풀어 볼 문제: "QA review pass — verify and re-annotate all instances of blurred" 문구가 든 줄에서 시작해 "[[0, 0, 150, 598]]" 문구가 든 줄에서 끝나는 구간(양 끝 줄 포함)의 레코드만 두 열짜리 CSV로 정리하세요. 열 이름은 입력과 출력으로 하고, 한 행에 본문과 그 답을 하나씩 따옴표로 묶은 필드에 넣되 줄바꿈은 공백으로 바꾸세요.

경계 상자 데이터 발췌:
↓
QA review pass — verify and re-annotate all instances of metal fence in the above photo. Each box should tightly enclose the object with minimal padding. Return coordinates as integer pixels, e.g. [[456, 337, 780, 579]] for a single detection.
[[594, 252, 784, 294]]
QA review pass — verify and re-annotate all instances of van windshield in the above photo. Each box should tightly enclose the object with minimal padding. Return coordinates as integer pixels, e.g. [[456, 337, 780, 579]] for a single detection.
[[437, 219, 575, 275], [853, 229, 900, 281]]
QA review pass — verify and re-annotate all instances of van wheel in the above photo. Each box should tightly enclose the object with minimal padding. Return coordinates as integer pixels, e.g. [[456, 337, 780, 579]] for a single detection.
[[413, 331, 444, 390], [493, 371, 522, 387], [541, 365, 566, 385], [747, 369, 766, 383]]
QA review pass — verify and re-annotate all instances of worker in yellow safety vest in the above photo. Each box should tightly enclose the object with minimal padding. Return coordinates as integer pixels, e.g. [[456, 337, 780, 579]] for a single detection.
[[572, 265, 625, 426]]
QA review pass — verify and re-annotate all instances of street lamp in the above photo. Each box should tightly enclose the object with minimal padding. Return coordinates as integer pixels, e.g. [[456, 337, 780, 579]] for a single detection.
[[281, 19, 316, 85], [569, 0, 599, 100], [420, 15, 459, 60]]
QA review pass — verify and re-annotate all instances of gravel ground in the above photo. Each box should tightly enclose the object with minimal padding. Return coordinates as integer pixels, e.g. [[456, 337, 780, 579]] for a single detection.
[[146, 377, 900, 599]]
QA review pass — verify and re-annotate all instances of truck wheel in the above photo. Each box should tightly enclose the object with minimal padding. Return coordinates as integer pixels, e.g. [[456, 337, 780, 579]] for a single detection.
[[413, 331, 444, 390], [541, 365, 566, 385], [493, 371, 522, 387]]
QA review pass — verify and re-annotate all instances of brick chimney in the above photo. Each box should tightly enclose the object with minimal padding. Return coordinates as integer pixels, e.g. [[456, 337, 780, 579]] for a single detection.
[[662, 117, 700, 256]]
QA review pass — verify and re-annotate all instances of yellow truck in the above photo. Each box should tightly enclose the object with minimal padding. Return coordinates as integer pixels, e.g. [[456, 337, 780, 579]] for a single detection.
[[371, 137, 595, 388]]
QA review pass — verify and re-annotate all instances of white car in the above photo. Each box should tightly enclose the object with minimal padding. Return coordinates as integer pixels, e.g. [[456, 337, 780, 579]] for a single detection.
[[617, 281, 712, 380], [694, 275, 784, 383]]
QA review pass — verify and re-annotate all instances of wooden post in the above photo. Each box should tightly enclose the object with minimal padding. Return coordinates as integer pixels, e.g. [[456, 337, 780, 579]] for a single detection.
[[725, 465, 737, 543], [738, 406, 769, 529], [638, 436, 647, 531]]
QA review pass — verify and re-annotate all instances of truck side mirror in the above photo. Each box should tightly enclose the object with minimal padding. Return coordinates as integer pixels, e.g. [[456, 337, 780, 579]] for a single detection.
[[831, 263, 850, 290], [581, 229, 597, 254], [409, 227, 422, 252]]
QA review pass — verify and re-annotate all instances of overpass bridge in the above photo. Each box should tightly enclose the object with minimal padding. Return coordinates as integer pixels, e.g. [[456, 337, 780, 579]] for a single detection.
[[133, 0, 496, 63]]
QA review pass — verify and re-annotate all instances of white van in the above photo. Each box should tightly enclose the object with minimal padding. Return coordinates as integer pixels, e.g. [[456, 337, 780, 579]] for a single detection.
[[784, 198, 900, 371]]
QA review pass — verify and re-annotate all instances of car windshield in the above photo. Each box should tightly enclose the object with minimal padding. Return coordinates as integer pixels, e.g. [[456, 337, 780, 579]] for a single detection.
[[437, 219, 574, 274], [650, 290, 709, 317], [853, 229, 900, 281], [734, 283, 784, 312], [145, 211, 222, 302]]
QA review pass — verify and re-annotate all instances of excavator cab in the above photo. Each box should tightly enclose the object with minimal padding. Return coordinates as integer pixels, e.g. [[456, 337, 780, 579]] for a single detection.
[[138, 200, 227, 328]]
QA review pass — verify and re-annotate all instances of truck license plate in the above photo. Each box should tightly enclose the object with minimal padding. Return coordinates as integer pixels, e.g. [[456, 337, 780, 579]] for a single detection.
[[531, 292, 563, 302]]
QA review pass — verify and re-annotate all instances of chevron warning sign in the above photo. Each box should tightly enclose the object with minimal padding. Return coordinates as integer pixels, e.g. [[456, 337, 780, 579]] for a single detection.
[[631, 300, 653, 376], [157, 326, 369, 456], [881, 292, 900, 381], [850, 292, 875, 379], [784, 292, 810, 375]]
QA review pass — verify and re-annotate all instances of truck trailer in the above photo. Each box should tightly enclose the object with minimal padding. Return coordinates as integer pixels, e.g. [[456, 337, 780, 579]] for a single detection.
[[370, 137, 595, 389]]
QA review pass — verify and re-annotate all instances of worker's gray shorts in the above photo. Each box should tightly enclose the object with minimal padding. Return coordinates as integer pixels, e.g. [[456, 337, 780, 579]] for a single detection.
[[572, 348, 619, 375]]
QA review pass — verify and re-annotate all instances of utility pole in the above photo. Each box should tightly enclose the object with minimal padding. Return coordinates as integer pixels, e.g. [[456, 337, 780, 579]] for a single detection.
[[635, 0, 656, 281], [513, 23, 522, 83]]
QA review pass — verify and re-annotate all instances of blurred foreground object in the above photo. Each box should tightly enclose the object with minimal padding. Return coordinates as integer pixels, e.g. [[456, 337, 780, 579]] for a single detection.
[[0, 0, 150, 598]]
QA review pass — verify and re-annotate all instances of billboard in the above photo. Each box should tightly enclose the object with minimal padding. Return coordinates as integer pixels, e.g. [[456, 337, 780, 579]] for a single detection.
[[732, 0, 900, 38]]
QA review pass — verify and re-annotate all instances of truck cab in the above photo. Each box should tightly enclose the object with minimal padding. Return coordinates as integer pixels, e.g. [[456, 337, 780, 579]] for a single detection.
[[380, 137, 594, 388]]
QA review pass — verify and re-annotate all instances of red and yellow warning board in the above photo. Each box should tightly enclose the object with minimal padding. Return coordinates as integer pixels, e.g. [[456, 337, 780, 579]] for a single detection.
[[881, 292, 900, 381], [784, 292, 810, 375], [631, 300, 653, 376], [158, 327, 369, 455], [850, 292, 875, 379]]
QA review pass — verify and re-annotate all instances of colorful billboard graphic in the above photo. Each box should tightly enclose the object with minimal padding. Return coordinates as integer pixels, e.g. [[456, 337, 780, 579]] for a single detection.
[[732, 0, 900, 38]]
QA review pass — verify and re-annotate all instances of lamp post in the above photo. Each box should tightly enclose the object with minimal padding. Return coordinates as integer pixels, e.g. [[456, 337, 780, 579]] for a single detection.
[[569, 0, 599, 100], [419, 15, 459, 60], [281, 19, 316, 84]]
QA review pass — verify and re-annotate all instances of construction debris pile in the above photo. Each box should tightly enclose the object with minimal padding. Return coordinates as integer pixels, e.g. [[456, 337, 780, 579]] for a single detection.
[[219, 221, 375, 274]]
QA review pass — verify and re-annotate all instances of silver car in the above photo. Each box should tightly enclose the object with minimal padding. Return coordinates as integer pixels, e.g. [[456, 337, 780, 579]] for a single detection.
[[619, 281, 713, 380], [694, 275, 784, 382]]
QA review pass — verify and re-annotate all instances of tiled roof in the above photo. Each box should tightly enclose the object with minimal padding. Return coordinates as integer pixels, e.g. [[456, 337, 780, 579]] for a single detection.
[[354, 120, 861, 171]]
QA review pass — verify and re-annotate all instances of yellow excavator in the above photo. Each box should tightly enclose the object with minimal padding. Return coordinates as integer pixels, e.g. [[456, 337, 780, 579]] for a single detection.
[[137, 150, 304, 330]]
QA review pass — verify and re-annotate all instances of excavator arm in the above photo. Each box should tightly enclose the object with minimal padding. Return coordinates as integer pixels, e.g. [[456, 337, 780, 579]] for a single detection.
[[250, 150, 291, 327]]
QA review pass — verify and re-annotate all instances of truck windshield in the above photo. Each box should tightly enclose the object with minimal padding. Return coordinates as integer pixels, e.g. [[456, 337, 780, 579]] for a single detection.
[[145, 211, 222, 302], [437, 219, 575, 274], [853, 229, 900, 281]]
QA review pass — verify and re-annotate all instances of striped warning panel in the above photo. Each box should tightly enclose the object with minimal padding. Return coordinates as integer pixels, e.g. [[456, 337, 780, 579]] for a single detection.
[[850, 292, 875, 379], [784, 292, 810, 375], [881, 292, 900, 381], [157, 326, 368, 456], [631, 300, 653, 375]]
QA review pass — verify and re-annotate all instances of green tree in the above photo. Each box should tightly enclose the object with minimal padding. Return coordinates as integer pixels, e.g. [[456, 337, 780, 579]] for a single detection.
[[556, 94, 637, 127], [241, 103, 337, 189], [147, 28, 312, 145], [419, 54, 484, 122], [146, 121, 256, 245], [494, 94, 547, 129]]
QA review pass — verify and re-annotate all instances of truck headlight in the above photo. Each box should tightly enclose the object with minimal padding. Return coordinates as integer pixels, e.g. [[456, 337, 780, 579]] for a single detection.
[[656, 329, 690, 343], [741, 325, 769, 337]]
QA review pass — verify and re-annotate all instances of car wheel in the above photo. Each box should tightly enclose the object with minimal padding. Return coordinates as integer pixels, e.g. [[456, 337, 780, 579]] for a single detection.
↑
실습 결과:
입력,출력
"QA review pass — verify and re-annotate all instances of blurred foreground object in the above photo. Each box should tightly enclose the object with minimal padding. Return coordinates as integer pixels, e.g. [[456, 337, 780, 579]] for a single detection.","[[0, 0, 150, 598]]"